◆ **Text passage**:
◇ ◇ ◇ ◇

Figuring out what to do in the aftermath of a car accident can be an overwhelming process. Those in Colorado who have suffered serious injuries need to focus on recovering their health, including their physical capabilities, and those who lose a loved one to a wreck likely need time to emotionally heal. At the same time, these victims and their families may be facing severe financial hardship. Medical expenses can quickly rack up, and funeral costs and lost wages may make it challenging, if not impossible, to make ends meet.
When the auto accident in question was caused by the negligence of another, then legal action may be justified. But not all personal injury and wrongful death cases wind up being litigated. In fact, a significant number of them end in settlement negotiations. Here, a victim can seek a favorable resolution while avoiding the time and costs associated with taking a case to trial.
Before accepting a settlement offer, a victim should consider a number of factors to determine if the settlement offer is in his or her best interest. To start, one should consider the strength of the case by looking at recent verdicts in similar cases and identifying evidentiary strengths and weaknesses. It’s also helpful to anticipate the defense’s arguments and whether they are backed by compelling evidence. Then, a victim needs to carefully consider how much his or her claim is worth. With an accurate picture, he or she can more easily tell if a settlement offer is too low. The amount of time it would take to litigate a claim, the personal information that may be aired in open court, and one’s patience with the process should also be considered.

◇ ◇ ◇ ◇

[Dataset entries]

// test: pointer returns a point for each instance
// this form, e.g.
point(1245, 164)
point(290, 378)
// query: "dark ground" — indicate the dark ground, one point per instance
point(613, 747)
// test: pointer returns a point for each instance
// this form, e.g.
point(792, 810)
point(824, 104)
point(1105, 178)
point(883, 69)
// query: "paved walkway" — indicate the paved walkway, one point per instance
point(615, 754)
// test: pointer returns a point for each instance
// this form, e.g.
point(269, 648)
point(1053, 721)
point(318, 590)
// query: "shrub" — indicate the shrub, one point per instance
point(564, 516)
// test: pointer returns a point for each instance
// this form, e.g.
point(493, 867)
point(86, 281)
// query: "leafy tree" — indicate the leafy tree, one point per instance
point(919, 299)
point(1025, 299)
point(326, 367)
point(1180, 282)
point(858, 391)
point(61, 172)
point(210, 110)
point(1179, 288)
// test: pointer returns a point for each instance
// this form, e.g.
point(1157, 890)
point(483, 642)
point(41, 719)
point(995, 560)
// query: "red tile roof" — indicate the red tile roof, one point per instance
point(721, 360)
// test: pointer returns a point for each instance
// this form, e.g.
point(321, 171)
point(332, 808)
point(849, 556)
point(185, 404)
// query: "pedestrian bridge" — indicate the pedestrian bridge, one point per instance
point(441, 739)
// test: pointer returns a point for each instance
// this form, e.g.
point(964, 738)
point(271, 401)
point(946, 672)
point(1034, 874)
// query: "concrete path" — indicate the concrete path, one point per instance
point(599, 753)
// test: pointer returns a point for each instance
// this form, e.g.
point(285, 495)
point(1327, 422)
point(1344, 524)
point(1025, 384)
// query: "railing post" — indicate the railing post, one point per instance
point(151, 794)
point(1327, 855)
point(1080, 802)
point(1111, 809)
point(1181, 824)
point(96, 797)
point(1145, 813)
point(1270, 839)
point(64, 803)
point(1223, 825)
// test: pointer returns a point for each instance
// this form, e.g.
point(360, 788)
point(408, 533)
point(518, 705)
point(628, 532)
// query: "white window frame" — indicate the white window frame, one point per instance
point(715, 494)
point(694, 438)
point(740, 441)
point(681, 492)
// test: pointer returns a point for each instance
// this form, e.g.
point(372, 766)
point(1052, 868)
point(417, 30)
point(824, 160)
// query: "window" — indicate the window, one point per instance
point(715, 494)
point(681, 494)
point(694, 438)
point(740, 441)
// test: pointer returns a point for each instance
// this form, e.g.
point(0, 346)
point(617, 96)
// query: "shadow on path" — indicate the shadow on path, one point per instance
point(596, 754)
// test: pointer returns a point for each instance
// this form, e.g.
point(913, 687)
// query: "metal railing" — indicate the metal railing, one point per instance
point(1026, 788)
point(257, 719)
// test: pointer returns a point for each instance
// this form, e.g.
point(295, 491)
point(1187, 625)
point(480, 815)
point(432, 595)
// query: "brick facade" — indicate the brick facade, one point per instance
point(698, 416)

◇ ◇ ◇ ◇

◆ **Things to do**:
**1)** List the expenses that the text on car accident settlements names as causing financial hardship for victims and their families.
**2)** Reproduce the passage from the text on car accident settlements, starting at "Before accepting a" and ending at "also be considered.".

◆ **Outputs by task**:
**1)** Medical expenses, funeral costs, lost wages

**2)**
Before accepting a settlement offer, a victim should consider a number of factors to determine if the settlement offer is in his or her best interest. To start, one should consider the strength of the case by looking at recent verdicts in similar cases and identifying evidentiary strengths and weaknesses. It’s also helpful to anticipate the defense’s arguments and whether they are backed by compelling evidence. Then, a victim needs to carefully consider how much his or her claim is worth. With an accurate picture, he or she can more easily tell if a settlement offer is too low. The amount of time it would take to litigate a claim, the personal information that may be aired in open court, and one’s patience with the process should also be considered.